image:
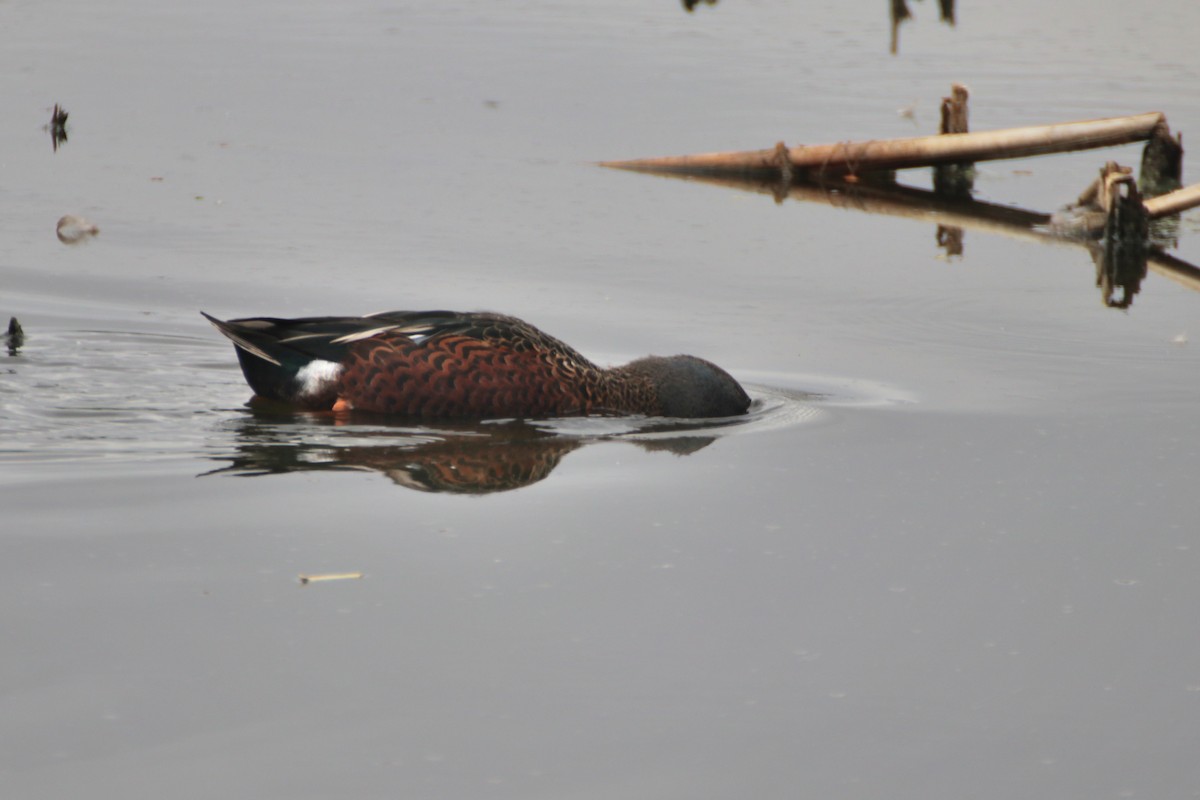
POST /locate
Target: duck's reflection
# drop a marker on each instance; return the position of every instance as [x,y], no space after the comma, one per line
[461,458]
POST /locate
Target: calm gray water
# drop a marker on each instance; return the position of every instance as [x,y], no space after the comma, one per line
[952,554]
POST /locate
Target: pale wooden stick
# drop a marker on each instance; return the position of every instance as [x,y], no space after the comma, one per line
[1164,205]
[917,151]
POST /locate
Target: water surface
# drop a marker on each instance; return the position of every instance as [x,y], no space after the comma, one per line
[952,553]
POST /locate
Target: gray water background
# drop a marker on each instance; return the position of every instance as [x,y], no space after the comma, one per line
[955,557]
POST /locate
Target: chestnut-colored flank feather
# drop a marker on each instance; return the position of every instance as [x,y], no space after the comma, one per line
[451,365]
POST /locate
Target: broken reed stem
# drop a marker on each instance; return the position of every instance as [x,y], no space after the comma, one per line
[903,154]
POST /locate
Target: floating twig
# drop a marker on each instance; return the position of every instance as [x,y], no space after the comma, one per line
[305,579]
[72,229]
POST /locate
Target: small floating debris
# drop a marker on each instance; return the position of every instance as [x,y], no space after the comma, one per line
[15,337]
[72,229]
[58,127]
[305,579]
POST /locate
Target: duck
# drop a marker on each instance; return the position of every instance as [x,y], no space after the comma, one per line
[447,365]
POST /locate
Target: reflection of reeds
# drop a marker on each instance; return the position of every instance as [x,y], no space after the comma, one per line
[952,216]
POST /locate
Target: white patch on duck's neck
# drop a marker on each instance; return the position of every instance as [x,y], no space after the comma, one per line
[316,377]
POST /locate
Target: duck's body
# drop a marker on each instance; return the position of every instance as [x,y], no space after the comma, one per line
[451,365]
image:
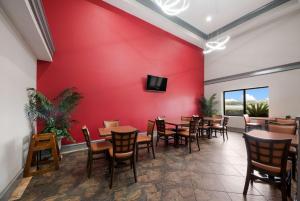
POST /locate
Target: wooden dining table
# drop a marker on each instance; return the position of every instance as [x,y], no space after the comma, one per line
[106,132]
[210,121]
[274,136]
[177,123]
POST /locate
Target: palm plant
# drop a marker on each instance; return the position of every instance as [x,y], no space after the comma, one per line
[258,109]
[55,115]
[208,105]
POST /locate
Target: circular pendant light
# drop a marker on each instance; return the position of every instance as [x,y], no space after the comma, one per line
[172,7]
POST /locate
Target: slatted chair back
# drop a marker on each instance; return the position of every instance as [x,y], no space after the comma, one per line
[111,123]
[87,137]
[161,126]
[123,142]
[268,152]
[201,121]
[193,127]
[286,129]
[246,118]
[196,118]
[225,121]
[217,117]
[161,117]
[183,118]
[150,128]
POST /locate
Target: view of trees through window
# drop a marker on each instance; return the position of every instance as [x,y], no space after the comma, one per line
[254,102]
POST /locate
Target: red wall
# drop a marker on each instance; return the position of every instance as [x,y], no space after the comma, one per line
[106,54]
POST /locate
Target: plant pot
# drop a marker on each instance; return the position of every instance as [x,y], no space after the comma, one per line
[59,142]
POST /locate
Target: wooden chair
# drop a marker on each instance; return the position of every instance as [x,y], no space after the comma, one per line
[249,124]
[285,121]
[111,123]
[163,133]
[123,148]
[287,129]
[38,143]
[221,128]
[94,149]
[146,139]
[204,127]
[268,157]
[191,134]
[217,122]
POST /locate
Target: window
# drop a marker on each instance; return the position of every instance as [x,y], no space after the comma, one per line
[254,101]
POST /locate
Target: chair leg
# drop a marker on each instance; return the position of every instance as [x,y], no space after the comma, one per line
[112,172]
[148,147]
[190,144]
[198,142]
[88,162]
[294,162]
[166,140]
[289,188]
[226,133]
[134,169]
[247,181]
[223,133]
[90,165]
[153,153]
[137,152]
[283,191]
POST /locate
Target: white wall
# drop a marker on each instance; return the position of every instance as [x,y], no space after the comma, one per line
[273,42]
[17,72]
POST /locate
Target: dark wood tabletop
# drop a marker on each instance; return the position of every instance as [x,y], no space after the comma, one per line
[103,132]
[273,136]
[177,122]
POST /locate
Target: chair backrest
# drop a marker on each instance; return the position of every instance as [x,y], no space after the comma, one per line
[246,118]
[217,117]
[193,128]
[225,121]
[184,118]
[111,123]
[286,129]
[285,121]
[161,118]
[267,151]
[150,128]
[201,121]
[161,126]
[196,118]
[123,142]
[86,135]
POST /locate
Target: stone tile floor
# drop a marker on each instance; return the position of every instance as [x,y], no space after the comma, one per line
[216,173]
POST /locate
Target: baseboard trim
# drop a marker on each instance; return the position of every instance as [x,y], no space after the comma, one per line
[70,148]
[6,193]
[236,130]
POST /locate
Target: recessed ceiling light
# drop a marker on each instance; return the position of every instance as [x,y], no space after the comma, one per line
[208,18]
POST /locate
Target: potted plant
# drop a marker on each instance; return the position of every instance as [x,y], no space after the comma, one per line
[54,116]
[258,109]
[208,105]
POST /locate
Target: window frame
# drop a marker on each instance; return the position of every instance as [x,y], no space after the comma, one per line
[244,99]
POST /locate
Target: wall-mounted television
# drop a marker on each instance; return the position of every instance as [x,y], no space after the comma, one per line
[155,83]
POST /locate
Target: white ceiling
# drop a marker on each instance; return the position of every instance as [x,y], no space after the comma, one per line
[21,15]
[221,11]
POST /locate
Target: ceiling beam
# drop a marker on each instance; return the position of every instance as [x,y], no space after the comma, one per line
[263,9]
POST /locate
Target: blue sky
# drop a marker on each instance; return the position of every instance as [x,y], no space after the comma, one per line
[251,94]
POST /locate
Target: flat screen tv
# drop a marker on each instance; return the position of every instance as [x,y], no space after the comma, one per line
[155,83]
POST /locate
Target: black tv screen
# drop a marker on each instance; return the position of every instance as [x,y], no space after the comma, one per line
[155,83]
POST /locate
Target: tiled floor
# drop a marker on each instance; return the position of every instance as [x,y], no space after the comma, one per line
[216,173]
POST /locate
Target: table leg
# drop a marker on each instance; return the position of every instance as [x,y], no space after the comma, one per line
[176,138]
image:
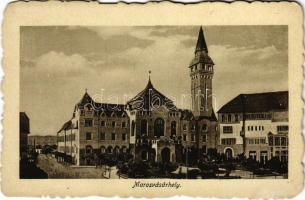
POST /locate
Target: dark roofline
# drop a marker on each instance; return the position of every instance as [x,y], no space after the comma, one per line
[239,103]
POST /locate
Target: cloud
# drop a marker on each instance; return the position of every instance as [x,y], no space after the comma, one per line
[62,65]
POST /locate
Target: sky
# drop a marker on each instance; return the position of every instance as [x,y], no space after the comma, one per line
[58,63]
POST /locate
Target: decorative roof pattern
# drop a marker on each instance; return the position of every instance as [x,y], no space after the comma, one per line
[150,99]
[257,102]
[201,51]
[66,126]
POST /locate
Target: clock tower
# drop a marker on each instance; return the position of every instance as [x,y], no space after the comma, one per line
[201,73]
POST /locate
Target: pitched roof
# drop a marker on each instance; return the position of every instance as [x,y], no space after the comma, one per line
[107,108]
[66,126]
[150,98]
[211,118]
[257,102]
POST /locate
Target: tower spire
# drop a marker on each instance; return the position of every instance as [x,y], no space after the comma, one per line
[201,44]
[149,84]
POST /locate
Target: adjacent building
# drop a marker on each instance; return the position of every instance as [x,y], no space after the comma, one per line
[255,125]
[24,127]
[149,126]
[42,140]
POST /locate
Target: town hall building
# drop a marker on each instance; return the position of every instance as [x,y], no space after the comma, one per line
[149,126]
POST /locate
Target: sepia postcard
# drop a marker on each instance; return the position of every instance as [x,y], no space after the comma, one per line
[159,99]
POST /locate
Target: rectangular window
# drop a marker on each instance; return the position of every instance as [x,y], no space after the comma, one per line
[283,141]
[193,137]
[223,118]
[204,128]
[112,136]
[88,122]
[252,155]
[227,129]
[228,141]
[204,149]
[250,141]
[277,141]
[204,138]
[236,118]
[88,136]
[124,136]
[229,118]
[282,128]
[102,136]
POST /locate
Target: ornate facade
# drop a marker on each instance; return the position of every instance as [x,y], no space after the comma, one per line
[149,126]
[255,125]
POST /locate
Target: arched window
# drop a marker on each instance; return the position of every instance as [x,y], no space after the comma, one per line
[89,149]
[103,149]
[173,128]
[143,127]
[109,149]
[159,127]
[132,128]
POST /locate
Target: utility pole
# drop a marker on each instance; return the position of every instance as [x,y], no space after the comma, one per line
[186,161]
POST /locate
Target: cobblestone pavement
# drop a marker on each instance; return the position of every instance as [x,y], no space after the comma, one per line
[60,170]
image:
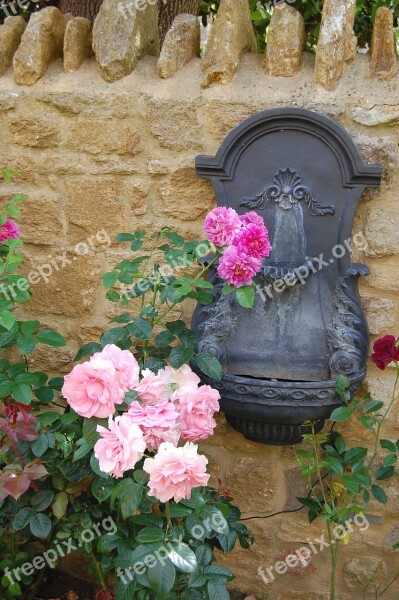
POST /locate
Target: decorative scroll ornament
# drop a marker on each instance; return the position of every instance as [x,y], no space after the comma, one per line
[287,190]
[347,336]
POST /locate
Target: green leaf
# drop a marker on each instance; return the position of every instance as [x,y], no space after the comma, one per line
[83,448]
[42,500]
[6,387]
[217,591]
[343,413]
[22,393]
[165,338]
[161,578]
[182,557]
[125,591]
[245,296]
[130,499]
[28,327]
[384,473]
[372,406]
[40,525]
[7,319]
[379,494]
[140,328]
[179,356]
[51,338]
[210,365]
[149,535]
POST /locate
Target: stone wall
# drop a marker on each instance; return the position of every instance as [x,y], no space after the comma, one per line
[98,158]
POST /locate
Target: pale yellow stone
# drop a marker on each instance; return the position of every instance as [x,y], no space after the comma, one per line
[231,35]
[122,34]
[337,43]
[77,43]
[384,61]
[10,37]
[182,43]
[41,43]
[285,42]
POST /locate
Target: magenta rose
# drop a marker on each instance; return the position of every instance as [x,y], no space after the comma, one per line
[174,472]
[238,268]
[92,389]
[121,446]
[221,226]
[386,350]
[196,413]
[127,367]
[253,240]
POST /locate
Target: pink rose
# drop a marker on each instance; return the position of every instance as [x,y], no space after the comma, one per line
[196,413]
[221,225]
[151,387]
[238,268]
[251,217]
[92,389]
[9,231]
[174,472]
[121,446]
[127,367]
[253,240]
[179,381]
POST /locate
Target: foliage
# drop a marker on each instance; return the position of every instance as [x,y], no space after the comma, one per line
[344,480]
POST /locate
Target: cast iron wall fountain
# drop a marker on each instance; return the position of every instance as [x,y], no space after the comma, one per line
[303,173]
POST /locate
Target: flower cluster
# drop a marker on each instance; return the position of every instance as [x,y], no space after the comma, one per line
[245,241]
[386,350]
[170,405]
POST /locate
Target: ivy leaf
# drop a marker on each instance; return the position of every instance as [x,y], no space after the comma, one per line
[245,296]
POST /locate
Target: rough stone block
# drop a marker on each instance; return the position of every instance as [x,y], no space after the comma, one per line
[93,205]
[77,43]
[231,35]
[186,197]
[122,34]
[337,42]
[384,61]
[35,132]
[10,37]
[182,43]
[41,43]
[285,42]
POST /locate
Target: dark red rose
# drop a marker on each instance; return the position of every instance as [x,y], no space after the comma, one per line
[385,351]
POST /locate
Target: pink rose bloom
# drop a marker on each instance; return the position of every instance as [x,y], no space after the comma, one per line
[121,446]
[253,240]
[156,436]
[221,225]
[196,413]
[127,367]
[9,231]
[179,381]
[238,268]
[92,389]
[174,472]
[251,217]
[151,387]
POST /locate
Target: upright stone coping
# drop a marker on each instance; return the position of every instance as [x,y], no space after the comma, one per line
[42,42]
[78,42]
[123,32]
[182,43]
[231,35]
[10,37]
[337,43]
[285,42]
[384,61]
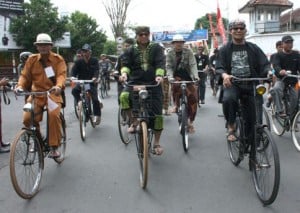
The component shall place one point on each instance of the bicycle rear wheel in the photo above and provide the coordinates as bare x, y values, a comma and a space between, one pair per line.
76, 109
266, 118
26, 164
123, 124
102, 88
142, 145
63, 142
184, 127
296, 131
236, 148
278, 123
266, 169
82, 122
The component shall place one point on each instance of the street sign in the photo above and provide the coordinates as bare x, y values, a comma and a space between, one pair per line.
120, 40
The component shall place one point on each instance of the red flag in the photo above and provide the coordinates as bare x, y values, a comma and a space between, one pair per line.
212, 29
220, 24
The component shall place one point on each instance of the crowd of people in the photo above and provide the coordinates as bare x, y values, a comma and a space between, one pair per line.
146, 62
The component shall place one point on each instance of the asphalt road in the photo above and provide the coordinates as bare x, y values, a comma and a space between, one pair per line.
101, 174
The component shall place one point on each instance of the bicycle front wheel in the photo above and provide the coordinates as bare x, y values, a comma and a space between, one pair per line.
123, 124
296, 131
184, 128
235, 148
76, 109
82, 122
26, 164
278, 123
142, 145
266, 169
63, 142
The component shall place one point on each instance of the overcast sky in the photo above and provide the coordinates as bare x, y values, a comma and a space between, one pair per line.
158, 14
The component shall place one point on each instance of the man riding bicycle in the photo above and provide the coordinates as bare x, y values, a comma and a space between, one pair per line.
105, 67
181, 65
286, 60
87, 68
144, 63
42, 72
241, 59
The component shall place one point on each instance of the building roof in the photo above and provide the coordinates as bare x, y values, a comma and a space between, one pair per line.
251, 4
291, 15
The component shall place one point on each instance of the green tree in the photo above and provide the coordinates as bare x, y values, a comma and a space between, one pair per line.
203, 22
117, 12
84, 29
39, 17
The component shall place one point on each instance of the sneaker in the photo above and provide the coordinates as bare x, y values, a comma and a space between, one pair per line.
97, 120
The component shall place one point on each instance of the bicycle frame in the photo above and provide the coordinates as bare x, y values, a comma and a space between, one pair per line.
263, 154
183, 112
143, 134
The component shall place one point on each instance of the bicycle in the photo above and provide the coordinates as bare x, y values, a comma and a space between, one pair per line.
84, 106
183, 113
103, 85
202, 80
290, 122
28, 151
260, 145
143, 136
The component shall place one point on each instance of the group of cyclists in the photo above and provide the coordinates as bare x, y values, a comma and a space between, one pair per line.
145, 62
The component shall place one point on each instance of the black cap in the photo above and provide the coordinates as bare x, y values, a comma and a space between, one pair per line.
86, 47
287, 38
142, 29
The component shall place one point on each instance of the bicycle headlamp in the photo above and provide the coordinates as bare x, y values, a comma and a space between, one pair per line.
143, 94
260, 89
27, 107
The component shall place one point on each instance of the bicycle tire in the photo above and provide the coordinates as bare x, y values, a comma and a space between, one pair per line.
277, 122
296, 131
236, 148
184, 128
102, 88
90, 107
123, 124
82, 122
106, 87
266, 118
76, 109
26, 164
143, 153
63, 142
266, 170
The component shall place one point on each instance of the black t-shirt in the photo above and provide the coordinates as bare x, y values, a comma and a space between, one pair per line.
287, 61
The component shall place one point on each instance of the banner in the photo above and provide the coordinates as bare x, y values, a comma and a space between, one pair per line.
167, 36
8, 9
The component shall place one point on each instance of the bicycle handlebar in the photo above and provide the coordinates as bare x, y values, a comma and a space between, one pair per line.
140, 86
82, 81
37, 93
237, 79
183, 82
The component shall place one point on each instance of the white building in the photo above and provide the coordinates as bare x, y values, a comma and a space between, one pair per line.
267, 25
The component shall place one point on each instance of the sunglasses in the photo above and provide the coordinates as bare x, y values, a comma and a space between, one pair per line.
143, 34
238, 28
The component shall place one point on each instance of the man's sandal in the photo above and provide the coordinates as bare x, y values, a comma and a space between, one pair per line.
231, 136
157, 150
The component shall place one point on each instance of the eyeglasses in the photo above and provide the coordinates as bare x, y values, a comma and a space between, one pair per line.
238, 28
143, 34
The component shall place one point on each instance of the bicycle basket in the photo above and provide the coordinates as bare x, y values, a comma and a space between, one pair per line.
137, 103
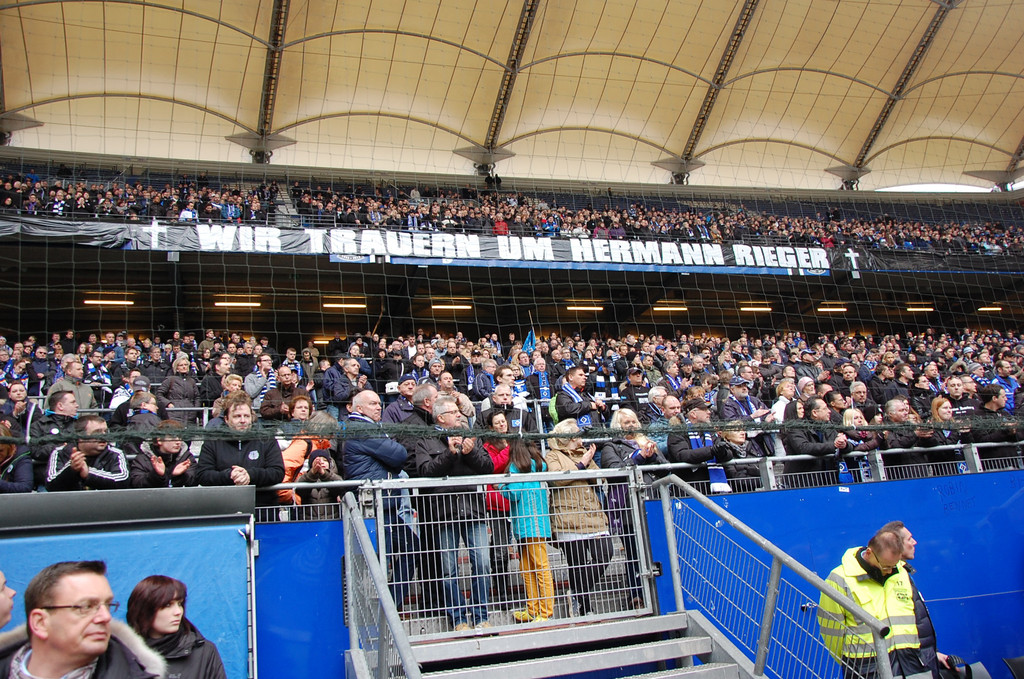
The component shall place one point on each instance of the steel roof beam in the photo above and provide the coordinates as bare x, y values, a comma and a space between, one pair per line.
901, 85
271, 73
526, 16
718, 82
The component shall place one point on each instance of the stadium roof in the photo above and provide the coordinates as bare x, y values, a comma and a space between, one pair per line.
793, 93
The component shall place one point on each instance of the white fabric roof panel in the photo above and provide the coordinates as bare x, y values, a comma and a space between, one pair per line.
601, 90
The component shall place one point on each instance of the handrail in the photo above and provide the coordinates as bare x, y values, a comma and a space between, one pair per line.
779, 558
400, 639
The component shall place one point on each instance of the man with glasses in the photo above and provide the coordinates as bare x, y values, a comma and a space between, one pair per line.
70, 631
457, 512
88, 463
872, 577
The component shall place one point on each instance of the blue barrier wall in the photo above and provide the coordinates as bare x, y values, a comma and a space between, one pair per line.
300, 607
970, 556
212, 560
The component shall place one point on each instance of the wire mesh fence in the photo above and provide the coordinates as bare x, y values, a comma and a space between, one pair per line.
373, 621
465, 558
769, 616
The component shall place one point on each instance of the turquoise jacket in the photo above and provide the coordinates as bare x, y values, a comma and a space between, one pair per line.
529, 512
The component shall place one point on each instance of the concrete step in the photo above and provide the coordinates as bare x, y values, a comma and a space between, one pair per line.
707, 671
590, 661
550, 636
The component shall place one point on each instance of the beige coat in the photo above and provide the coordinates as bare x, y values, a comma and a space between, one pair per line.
574, 504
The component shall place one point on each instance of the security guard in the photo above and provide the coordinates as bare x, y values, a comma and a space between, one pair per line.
871, 577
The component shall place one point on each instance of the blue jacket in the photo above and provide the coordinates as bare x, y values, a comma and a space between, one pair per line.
529, 510
369, 454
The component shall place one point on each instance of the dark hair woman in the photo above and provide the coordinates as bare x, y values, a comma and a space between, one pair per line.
157, 611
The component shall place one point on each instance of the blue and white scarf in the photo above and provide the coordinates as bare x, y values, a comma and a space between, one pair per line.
544, 386
584, 421
271, 383
716, 473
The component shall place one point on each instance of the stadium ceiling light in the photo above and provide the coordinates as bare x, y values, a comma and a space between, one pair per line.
109, 302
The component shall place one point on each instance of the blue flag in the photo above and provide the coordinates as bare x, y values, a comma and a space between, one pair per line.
529, 343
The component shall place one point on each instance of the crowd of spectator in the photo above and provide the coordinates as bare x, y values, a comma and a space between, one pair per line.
156, 394
192, 200
189, 200
518, 214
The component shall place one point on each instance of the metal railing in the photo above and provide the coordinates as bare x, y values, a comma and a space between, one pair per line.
768, 617
374, 626
456, 567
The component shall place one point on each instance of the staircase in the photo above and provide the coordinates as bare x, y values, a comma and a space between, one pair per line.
648, 647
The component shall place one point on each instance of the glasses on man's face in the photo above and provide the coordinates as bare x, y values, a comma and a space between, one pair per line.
88, 608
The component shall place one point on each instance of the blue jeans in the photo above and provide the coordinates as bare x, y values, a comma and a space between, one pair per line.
402, 546
474, 534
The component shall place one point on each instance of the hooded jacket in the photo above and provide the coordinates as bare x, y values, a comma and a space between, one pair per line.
189, 654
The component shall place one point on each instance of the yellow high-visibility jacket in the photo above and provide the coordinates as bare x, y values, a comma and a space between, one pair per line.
892, 603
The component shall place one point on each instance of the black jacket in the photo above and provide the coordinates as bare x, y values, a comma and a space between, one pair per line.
818, 441
108, 471
433, 459
142, 475
189, 654
260, 457
617, 454
681, 449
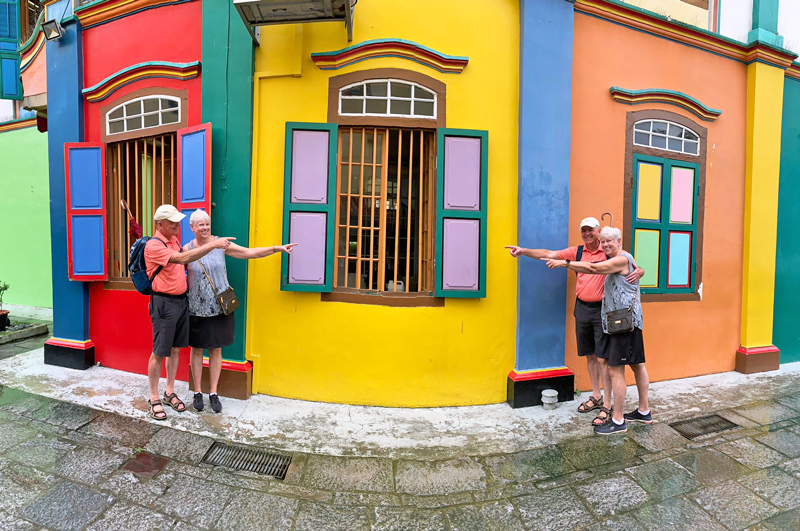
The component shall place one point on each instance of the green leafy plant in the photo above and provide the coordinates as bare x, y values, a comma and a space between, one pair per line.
3, 288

» Task to carry out
In the entries above, how many lines hold "duck"? Answer with the number alone.

» Exercise result
4